* Sayfa alıntısı:
((

ARTIK HİÇBİR ŞEYİM YOK: “Artık hiçbir şeyim yok. Param, evim, işim... Hiçbir şeyim yok. Her şeyden öte ülkem için endişeleniyorum.”

BİZİ TALİBAN GÖTÜRMESİN, ÖLÜM DAHA ŞEREFLİDİR: “Bizi Taliban götürmesin, bu ölüm daha şereflidir diyerek evlerimizin çatısından atladık.”

BİLGİSAYARI GÖRÜRLERSE ÖLDÜRÜRLER DİYE TEDİRGİNDİK: “2009'da Afganistan'a gitmiştim. Öğrenciydim, küçük bir bilgisayarım vardı. O kadar tedirgindik ki. Bir bilgisayar var, bunu Taliban görürse bizi öldürür diye… Durum maalesef hiç değişmedi.”

))

* Veri bloğu:

((

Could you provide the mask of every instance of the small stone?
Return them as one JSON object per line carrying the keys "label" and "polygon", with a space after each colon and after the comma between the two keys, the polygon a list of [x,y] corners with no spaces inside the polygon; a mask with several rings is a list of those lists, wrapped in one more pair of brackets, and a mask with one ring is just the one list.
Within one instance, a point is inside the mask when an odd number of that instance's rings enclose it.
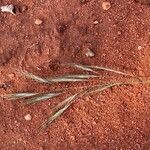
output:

))

* Görev A:
Taliban tanıklıklarını içeren sayfa alıntısına göre yanıtlayın:
(i) "Artık hiçbir şeyim yok" diyen kişi her şeyden öte ne için endişelendiğini söylüyor?
(ii) "Ölüm daha şereflidir" diyenler nereden atladıklarını söylüyor?
(iii) Bilgisayarından söz eden kişi Afganistan'a hangi yıl gittiğini belirtiyor?
* Görev B:
Taliban tanıklıklarını içeren sayfa alıntısını, son cümlesinden sonrasından sürdürün.

* Beklenen çıktı A:
(i) Ülkesi için.
(ii) Evlerinin çatısından.
(iii) 2009.

* Beklenen çıktı B:
TALİBAN YÖNETİMİ ALTINDA YAŞAMAK KADINLAR İÇİN ÖLÜM DEMEK: “Taliban yönetimi altında yaşamak, kız çocukları ve kadınlar için ne demek? Ölüm demek. Bu kadar söyleyebilirim. Durum o kadar kötü ki… Biz onu gördük, çok eski zamanlarda gördük Afganistan'da. Kadınlar evden çıkamıyordu. Kız çocuklarının okulları yoktu. Şu an onlar için sadece ölüm diye düşünebiliyorum.”

BİZİM SUÇUMUZ AFGANİSTAN'DA DOĞMAK MI?: “Biraz biraz umutluyduk. Hiç kimse istemiyordu bu olanları Afganistan'da. Hatta ABD ve NATO güçleri Afganistan'dan çekilene kadar kadın hakları, çocuk hakları, yani insan hakları alanında yeni bir politika oluşturulur diye düşünüyorduk. İnsanlar ölüyor, tüm dünya sadece bakıyor. Afganistan'ın batmasını tüm dünya sadece gözlemledi, hiçbir şey yapmadılar. Dünyaya seslenmek istiyorum: Lütfen Afganistan'ı yalnız bırakmayın. Onlar da insandır. Bizim suçumuz Afganistan'da doğmak mı? Biz insan değil miyiz? Bizim çocuklarımız çocuk değil mi? Onların hiçbir suçu günahı yok.”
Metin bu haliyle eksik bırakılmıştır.